- [TEXTO DE LECTURA]
···

Aquel palacio balneario, rodeado de hermosos jardines y con un manantial de aguas medicinales reconocidas desde los antiguos romanos hasta el mismísimo doctor Gregorio Marañón, desapareció cuando ríos caudalosos como el Guadiola, riachuelos como el Mayor o el Garibay y arroyos de evocadores nombres como el Nacimiento, inundaron la tierra con sus aguas, convertidos en el Embalse de Buendía que, junto con los de Entrepeñas, Bolarque, Zorita y Almoguera, constituyen la mayor zona húmeda de la península ibérica, el llamado Mar de Castilla.

Las inquietantes caras de la montaña, en los límites del Mar de Castilla

Es justamente ahí, en los límites de ese hermoso y fascinante mar de interior, donde la montaña se convierte en misterioso e inquietante arte en forma de caras que parecen pugnar por librarse de algún sortilegio que las mantiene pegadas a la roca.

···

- [FILAS REGISTRADAS]
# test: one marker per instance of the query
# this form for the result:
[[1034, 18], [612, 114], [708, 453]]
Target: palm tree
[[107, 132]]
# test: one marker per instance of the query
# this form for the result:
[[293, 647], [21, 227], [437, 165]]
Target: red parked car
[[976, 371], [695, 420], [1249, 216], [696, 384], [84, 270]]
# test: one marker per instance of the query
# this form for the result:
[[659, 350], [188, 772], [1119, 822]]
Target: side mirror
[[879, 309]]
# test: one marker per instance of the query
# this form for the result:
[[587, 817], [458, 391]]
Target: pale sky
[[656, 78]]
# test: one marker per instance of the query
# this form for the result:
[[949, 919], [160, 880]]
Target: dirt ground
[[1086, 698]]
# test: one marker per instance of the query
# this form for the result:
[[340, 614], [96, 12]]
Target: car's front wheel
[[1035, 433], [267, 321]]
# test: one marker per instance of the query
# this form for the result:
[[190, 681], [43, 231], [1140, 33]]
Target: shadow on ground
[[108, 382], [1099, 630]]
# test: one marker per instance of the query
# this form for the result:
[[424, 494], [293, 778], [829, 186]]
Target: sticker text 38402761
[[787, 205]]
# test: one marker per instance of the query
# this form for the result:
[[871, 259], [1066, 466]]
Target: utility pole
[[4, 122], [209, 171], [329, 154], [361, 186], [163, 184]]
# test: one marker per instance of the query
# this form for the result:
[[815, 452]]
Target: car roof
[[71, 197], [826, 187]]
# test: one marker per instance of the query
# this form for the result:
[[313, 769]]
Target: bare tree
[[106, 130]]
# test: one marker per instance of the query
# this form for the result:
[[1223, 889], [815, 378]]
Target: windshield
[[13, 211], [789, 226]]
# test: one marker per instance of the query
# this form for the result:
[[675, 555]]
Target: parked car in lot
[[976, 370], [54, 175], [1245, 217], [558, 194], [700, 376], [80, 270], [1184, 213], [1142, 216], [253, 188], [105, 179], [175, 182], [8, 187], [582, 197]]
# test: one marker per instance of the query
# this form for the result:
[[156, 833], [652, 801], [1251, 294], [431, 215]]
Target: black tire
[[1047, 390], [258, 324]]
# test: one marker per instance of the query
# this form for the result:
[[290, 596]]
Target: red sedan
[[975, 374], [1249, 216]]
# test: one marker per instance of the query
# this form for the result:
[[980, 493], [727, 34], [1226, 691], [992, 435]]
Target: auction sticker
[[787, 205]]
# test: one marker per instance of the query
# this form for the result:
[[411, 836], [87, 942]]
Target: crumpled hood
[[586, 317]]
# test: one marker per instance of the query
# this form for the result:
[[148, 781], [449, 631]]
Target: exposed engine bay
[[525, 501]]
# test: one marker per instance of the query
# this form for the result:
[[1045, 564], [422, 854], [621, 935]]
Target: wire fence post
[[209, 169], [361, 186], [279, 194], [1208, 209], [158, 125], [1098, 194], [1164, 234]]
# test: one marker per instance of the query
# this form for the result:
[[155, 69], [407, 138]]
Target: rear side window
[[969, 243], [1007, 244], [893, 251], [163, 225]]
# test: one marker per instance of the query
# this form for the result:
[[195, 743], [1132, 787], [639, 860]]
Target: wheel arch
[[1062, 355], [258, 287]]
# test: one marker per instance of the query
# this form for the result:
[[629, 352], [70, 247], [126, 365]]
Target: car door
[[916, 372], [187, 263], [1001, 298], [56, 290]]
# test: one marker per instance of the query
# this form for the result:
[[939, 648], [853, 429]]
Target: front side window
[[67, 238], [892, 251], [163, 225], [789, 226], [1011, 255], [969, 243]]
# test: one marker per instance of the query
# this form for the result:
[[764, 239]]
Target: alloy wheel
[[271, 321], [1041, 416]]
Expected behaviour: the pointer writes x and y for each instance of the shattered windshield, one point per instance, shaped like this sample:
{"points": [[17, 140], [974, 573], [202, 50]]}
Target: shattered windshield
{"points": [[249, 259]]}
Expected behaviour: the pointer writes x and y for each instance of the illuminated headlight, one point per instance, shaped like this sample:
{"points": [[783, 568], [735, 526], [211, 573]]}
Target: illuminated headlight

···

Indique si cada afirmación concuerda con el texto sobre el Mar de Castilla: (a) el manantial del balneario ya era conocido en la época de los romanos; (b) el Embalse de Buendía forma por sí solo la mayor zona húmeda de la península ibérica; (c) las caras de la montaña se hallan en los límites del Mar de Castilla. Responda sí o no y cite literalmente las palabras del texto que lo deciden.

(a) Sí: «reconocidas desde los antiguos romanos».
(b) No: «junto con los de Entrepeñas, Bolarque, Zorita y Almoguera, constituyen la mayor zona húmeda de la península ibérica».
(c) Sí: «en los límites de ese hermoso y fascinante mar de interior».